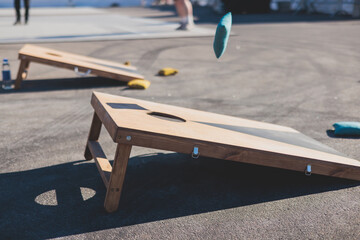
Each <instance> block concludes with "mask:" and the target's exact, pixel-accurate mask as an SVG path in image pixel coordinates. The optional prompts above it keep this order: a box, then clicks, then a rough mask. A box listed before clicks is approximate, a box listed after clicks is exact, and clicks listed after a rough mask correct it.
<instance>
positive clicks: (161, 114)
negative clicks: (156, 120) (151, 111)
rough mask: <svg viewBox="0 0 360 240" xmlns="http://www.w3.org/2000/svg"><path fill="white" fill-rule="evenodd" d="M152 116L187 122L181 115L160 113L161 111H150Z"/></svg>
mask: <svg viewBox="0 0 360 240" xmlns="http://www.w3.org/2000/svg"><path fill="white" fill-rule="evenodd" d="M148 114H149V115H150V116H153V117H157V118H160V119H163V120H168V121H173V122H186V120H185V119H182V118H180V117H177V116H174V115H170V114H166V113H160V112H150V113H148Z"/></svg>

•••

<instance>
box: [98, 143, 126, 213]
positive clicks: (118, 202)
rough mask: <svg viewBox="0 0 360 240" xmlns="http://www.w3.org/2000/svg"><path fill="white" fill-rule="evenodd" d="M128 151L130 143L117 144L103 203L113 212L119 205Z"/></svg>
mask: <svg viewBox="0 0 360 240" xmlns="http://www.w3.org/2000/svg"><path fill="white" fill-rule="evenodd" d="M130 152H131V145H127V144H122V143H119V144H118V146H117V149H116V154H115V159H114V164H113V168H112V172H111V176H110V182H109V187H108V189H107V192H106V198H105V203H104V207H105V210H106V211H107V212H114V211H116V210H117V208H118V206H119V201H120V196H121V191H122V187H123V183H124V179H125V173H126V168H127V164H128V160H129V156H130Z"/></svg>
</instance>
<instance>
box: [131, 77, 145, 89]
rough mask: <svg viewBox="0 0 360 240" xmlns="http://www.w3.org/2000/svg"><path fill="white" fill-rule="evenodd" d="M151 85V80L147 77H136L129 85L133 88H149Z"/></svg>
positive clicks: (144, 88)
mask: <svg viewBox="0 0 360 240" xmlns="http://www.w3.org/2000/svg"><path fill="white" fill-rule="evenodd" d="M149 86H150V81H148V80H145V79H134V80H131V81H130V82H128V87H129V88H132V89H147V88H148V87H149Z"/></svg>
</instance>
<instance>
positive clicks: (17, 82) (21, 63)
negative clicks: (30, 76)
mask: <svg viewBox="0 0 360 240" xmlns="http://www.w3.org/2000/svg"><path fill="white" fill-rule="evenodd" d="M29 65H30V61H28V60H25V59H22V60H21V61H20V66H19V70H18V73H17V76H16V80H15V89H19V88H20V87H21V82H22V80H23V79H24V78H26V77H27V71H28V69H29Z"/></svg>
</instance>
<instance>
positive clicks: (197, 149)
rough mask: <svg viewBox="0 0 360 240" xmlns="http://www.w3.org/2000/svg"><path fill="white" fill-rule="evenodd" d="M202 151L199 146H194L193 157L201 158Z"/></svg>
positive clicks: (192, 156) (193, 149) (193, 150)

•••

▸ **Directive**
Rewrite the stretch of lines from the one containing "Each <instance> block" through the one containing "negative clicks: (156, 120) (151, 111)", both included, as a numbered list, leaving out any blank lines.

▸ **Response to the task**
1. Each <instance> block concludes with "mask:" and the target's exact, pixel-accurate mask as an SVG path in image pixel coordinates. The optional prompts above it keep this order: a box, then clicks, then a rough mask. A box listed before clicks is approximate, a box listed after clicks is exact, and clicks listed after a rough mask correct it.
2. <instance>
3. positive clicks: (161, 114)
4. negative clicks: (156, 120) (151, 111)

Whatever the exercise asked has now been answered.